▸ **TASK REQUIREMENTS**: Could you print every line of the listing below verbatim, leaving out the pictures?

━━━━━ SUPPLIED MATERIAL

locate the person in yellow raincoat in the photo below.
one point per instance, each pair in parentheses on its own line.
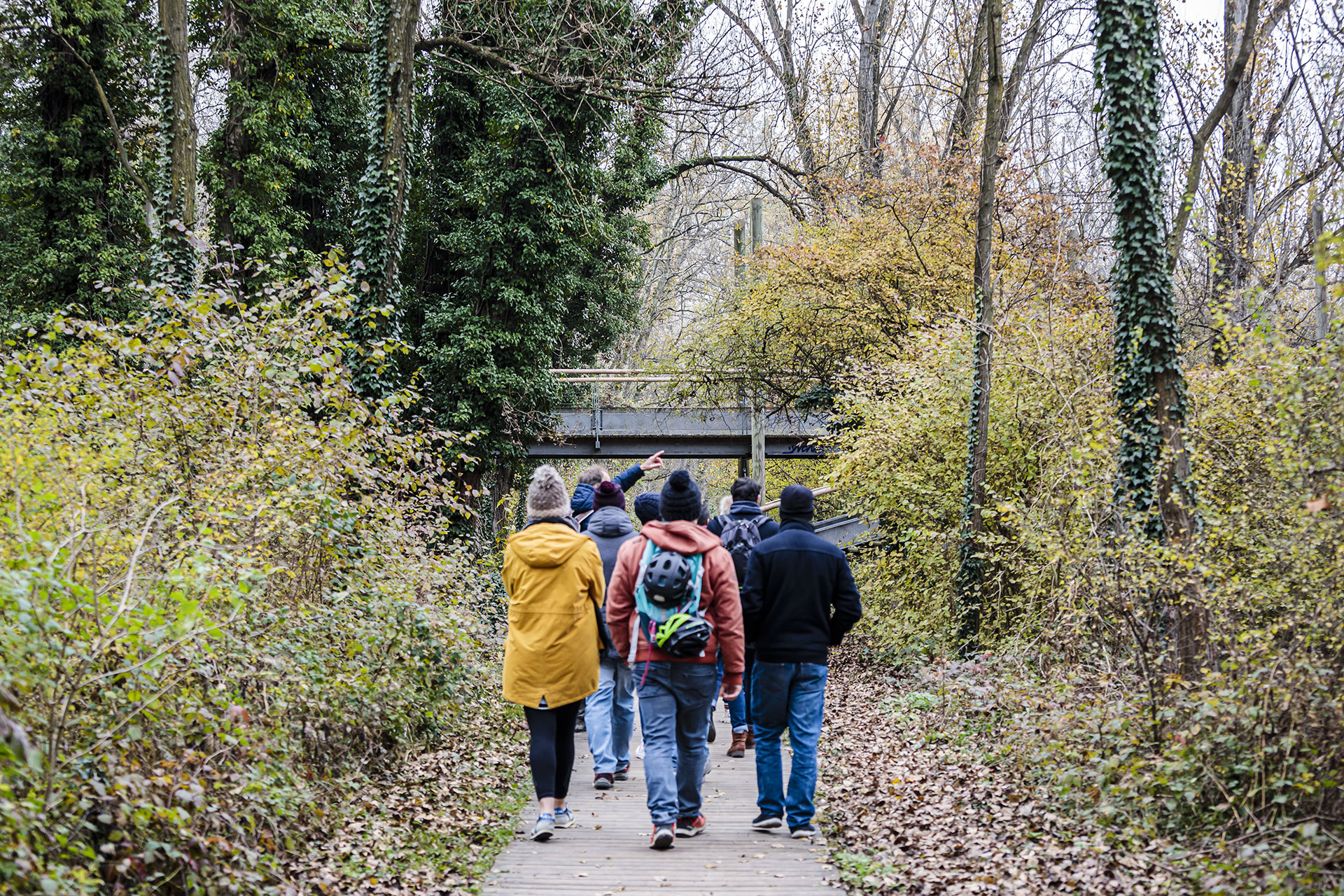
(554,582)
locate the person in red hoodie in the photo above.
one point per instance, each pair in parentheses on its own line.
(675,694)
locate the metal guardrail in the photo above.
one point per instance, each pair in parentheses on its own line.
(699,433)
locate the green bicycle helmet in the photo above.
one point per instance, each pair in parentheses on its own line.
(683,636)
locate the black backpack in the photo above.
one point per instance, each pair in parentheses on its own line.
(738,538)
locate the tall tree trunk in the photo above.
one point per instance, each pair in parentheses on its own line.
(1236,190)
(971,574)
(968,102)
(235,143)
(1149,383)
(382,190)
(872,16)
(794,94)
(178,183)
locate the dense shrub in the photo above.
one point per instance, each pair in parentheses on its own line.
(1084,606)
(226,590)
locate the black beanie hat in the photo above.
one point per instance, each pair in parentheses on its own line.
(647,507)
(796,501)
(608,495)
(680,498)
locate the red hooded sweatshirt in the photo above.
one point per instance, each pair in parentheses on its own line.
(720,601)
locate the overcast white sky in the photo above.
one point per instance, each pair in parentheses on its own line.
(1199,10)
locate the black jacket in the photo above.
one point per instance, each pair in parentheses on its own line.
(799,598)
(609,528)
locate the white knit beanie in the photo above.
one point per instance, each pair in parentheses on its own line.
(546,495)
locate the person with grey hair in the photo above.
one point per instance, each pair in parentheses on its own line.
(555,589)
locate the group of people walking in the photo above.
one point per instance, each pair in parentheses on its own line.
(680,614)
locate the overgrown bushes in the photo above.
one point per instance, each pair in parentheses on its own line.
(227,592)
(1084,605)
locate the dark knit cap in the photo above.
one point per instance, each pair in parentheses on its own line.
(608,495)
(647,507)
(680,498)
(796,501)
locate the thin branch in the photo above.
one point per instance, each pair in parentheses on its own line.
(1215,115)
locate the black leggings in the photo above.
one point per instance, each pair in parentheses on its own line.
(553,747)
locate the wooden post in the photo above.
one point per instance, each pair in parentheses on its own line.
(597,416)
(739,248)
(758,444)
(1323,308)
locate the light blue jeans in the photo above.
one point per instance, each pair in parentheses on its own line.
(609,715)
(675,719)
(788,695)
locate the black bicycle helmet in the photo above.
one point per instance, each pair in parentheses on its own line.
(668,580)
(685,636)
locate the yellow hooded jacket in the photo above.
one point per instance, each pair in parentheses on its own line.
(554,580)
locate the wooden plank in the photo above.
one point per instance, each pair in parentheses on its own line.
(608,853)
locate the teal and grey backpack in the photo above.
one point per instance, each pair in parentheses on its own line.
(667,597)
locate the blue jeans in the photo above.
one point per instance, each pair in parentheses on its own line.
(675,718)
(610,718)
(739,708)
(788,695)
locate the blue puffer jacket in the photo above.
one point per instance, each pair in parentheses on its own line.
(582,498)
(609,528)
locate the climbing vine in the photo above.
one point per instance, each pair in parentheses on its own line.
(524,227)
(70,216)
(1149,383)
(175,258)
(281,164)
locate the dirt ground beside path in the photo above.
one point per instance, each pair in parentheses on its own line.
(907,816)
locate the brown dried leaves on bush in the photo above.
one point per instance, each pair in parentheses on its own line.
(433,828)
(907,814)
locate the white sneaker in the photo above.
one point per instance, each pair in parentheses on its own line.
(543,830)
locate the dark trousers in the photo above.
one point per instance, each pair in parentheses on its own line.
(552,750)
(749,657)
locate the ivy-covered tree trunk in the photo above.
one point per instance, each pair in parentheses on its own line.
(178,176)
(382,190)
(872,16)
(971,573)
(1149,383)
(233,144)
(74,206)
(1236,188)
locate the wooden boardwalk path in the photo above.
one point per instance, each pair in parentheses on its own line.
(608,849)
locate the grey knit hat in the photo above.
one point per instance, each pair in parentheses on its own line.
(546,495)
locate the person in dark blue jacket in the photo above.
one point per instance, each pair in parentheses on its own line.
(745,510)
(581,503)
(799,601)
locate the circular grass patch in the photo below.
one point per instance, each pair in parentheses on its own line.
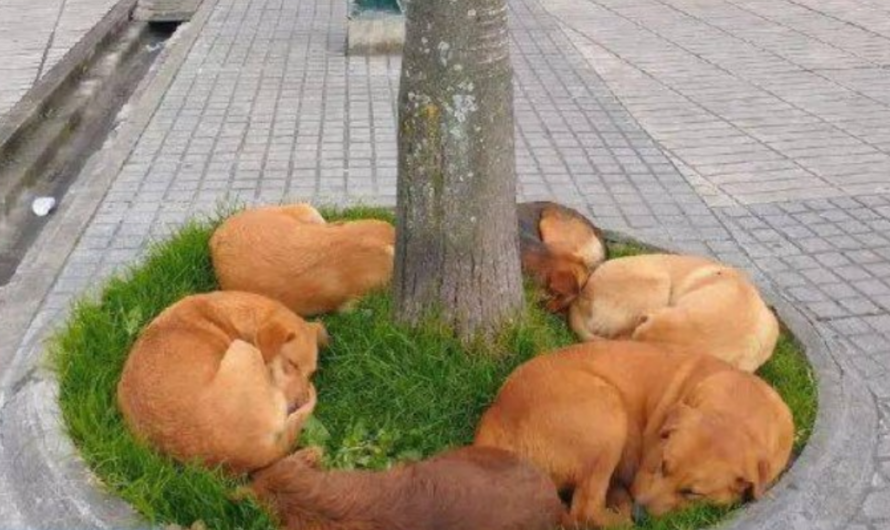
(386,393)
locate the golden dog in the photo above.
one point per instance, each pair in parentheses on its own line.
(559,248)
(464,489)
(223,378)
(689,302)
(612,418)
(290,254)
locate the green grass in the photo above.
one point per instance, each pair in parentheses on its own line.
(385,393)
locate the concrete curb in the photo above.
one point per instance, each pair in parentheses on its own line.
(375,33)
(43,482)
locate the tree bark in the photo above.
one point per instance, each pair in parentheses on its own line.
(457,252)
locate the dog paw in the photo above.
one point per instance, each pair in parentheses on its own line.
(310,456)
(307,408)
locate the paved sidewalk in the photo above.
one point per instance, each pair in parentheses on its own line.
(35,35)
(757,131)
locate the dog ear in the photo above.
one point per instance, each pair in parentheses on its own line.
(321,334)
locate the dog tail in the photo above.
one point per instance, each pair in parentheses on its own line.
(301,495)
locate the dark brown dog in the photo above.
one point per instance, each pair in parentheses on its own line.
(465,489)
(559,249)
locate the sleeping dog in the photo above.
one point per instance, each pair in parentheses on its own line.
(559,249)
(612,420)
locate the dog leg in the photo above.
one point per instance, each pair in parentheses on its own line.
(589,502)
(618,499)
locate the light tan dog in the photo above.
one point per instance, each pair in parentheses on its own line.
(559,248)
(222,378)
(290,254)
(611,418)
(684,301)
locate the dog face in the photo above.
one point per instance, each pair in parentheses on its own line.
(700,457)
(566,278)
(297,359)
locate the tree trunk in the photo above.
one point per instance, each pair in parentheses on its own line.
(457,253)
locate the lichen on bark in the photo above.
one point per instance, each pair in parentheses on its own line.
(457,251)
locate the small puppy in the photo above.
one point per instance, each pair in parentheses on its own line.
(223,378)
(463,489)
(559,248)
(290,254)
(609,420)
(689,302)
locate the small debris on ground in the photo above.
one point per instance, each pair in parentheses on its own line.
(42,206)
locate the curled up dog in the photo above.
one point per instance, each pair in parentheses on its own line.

━━━━━━━━━━

▸ **TASK OUTPUT**:
locate the person in yellow raincoat in the photo below.
one point per instance, each pair in parentheses on its own line.
(554,582)
locate the person in red hoodie in the photo above.
one point per instance, each pair in parentheses on its own line.
(675,694)
locate the metal guardrail in the photo above.
one point per instance, each pair in parentheses on its own line.
(699,433)
locate the green bicycle helmet in the photo above.
one point per instance, each pair in parentheses on its own line.
(683,636)
locate the black backpack in the photo above.
one point per instance, each pair in parentheses on its own line.
(738,538)
locate the tall tree trunk in the photo above.
one point per instance, each pair in parentheses on its own line.
(1236,190)
(971,574)
(968,102)
(235,143)
(1149,383)
(382,190)
(872,16)
(794,94)
(178,183)
locate the dense shrub in the photo above.
one point per instance, each pair in parentheses on its own line.
(1084,606)
(226,590)
locate the black beanie hat in the photo above.
one point per instance, each pair in parentheses on its own line.
(647,507)
(796,501)
(608,495)
(680,498)
locate the red hooded sweatshirt in the photo above.
one point per instance, each pair in parentheses on its own line.
(720,601)
locate the overcast white sky in the photo above.
one point per instance, each pair in parentheses on its own line.
(1199,10)
locate the black jacket in the photo above.
one point per instance, each pair in parentheses on its own line.
(799,598)
(609,528)
locate the white knit beanie in the photo above.
one point per instance, each pair in parentheses on its own line.
(546,495)
locate the person with grey hair in the photo above.
one point per instance, each pair in parentheses on its own line.
(555,589)
locate the group of people walking in the photo above.
one point per instance, each pair in parentheses on its own line.
(680,614)
locate the overgrown bushes in the photo above.
one point per instance, each pair in parentheses on its own line.
(227,592)
(1084,605)
locate the dark knit cap in the photo above.
one point per instance, each pair in parentheses on its own line.
(608,495)
(647,507)
(680,498)
(796,501)
locate the thin branch in the photo above.
one point per instance, each pair in parentheses on its own line.
(1215,115)
locate the black leggings in the photo above.
one point per instance, each pair in parentheses on its own line.
(553,747)
locate the wooden post in the photo above.
one point per instance, each pair in parentheses on its own line.
(597,416)
(739,248)
(758,444)
(1323,308)
locate the light blue jeans in the photo above.
one point per instance, each pair in parentheses on its own line.
(609,715)
(675,719)
(788,695)
locate the black bicycle helmet in the photo above.
one point per instance, each pair in parentheses on its own line.
(668,580)
(685,636)
locate the yellow hooded jacket in the photo above.
one point per instance, each pair in parentheses on its own line.
(554,580)
locate the wooden plank in the photo above.
one point per instance, each pair in parentheses on its own line.
(608,853)
locate the teal and grey backpack in the photo above.
one point per instance, each pair in parentheses on its own line.
(667,597)
locate the blue jeans in the photo above.
one point per instance, each pair in parentheses on its own line.
(675,718)
(610,718)
(739,708)
(788,695)
locate the blue puffer jacket in the photo above.
one point per instance, each pair in parentheses on its own line.
(582,498)
(609,528)
locate the climbing vine in the photo above.
one point per instance, each pair in parentheses on its own line.
(524,227)
(70,216)
(1149,383)
(175,258)
(281,164)
locate the dirt ground beside path in the photo above.
one point per instance, each pair in parentheses on its own line.
(907,816)
locate the brown dried leaves on bush in the photo above.
one point per instance, each pair in parentheses on its own line.
(433,828)
(907,814)
locate the white sneaker in the photo above.
one point per instance, each pair in parentheses on its own line.
(543,830)
locate the dark trousers in the photo above.
one point per instance, each pair in parentheses on its own line.
(552,750)
(749,657)
locate the ivy-covered tree trunk in the photo above.
one point per instance, each pair in parentheses on its own line.
(178,176)
(382,190)
(872,16)
(971,573)
(1149,383)
(233,144)
(74,206)
(1236,188)
locate the wooden boardwalk path in the photo above.
one point per instance, each pair in parentheses on its own line.
(608,849)
locate the grey knit hat in the photo above.
one point per instance, each pair in parentheses on its own line.
(546,495)
locate the person in dark blue jacket in the photo above.
one point per instance, each pair in parentheses on its own line.
(745,510)
(581,503)
(799,601)
locate the circular grass patch in the photo below.
one point per instance, each pair in parentheses on its own line.
(386,393)
locate the golden dog in the photo above.
one point per instance, each pair in parentheses on its own line.
(559,248)
(464,489)
(223,378)
(689,302)
(612,418)
(290,254)
locate the green grass in the photo above.
one point per instance, each pair in parentheses on its own line.
(385,393)
locate the concrete curb in the photo above.
one point per instance, each pair in parentheses on its own line.
(375,33)
(43,482)
locate the tree bark in the photo above.
one point per instance, each pair in parentheses on its own line.
(457,252)
locate the dog paw in the photo above.
one point per instance, each pair in parentheses on its own line.
(310,456)
(307,408)
locate the paved sidewalk in the photo above.
one point per instance, each pair in parentheses on its own line.
(35,35)
(757,131)
locate the dog ear in the photo above.
one point per instance, each pair in parentheses on its own line.
(321,334)
locate the dog tail in the photo above.
one point per instance, each pair in parentheses on its own line.
(301,495)
locate the dark brown dog in the photo above.
one point per instance, each pair in parentheses on its own line.
(465,489)
(559,249)
locate the sleeping dog in the photo above.
one point per instance, each pair in parentheses on its own line.
(559,249)
(612,420)
locate the dog leg in the photo above.
one point per instance, each pair in parentheses on its own line.
(589,502)
(618,499)
locate the light tan dog in the photo above.
one point per instance, each pair in parentheses on its own line.
(559,248)
(222,378)
(290,254)
(611,418)
(684,301)
locate the dog face in the photo above.
one point per instance, each pair in parentheses on its own line.
(700,457)
(566,278)
(297,359)
locate the tree trunk in the photo above.
one point per instance, each pair in parentheses on its own line.
(457,253)
locate the lichen on bark in the photo above.
one point per instance, each pair in parentheses on its own line.
(457,251)
locate the small puppy in the photo above.
one point per instance, each pair in parentheses on its own line.
(223,378)
(463,489)
(559,248)
(290,254)
(609,420)
(689,302)
locate the small debris on ground in the photo above.
one point per instance, each pair in parentheses on its own line.
(42,206)
locate the curled up dog in the photo above.
one point per instance, each pair in parentheses on its own line.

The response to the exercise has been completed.